*** The data ***

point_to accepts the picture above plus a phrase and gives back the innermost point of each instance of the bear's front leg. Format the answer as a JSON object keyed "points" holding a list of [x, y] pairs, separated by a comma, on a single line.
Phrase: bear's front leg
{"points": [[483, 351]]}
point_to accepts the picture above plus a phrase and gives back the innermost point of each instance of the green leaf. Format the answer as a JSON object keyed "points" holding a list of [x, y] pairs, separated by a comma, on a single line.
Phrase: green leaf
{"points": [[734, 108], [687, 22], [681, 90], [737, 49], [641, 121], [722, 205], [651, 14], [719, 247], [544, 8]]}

***

→ **What this task involves**:
Starting at the line that contains "of the green", retype each line through the last one in the records, both included, and add nothing.

→ **Response for this exercise**:
point_to accepts the picture above plus a phrase and gives back the innermost point of each instance of the green leaf. Format the answer as a JSON object keyed "points" holding a list of [x, y] pairs, separated by a comma, on a single line.
Phrase: green leaf
{"points": [[734, 108], [687, 22], [681, 90], [737, 49], [641, 121], [722, 205], [651, 14], [719, 247], [544, 8]]}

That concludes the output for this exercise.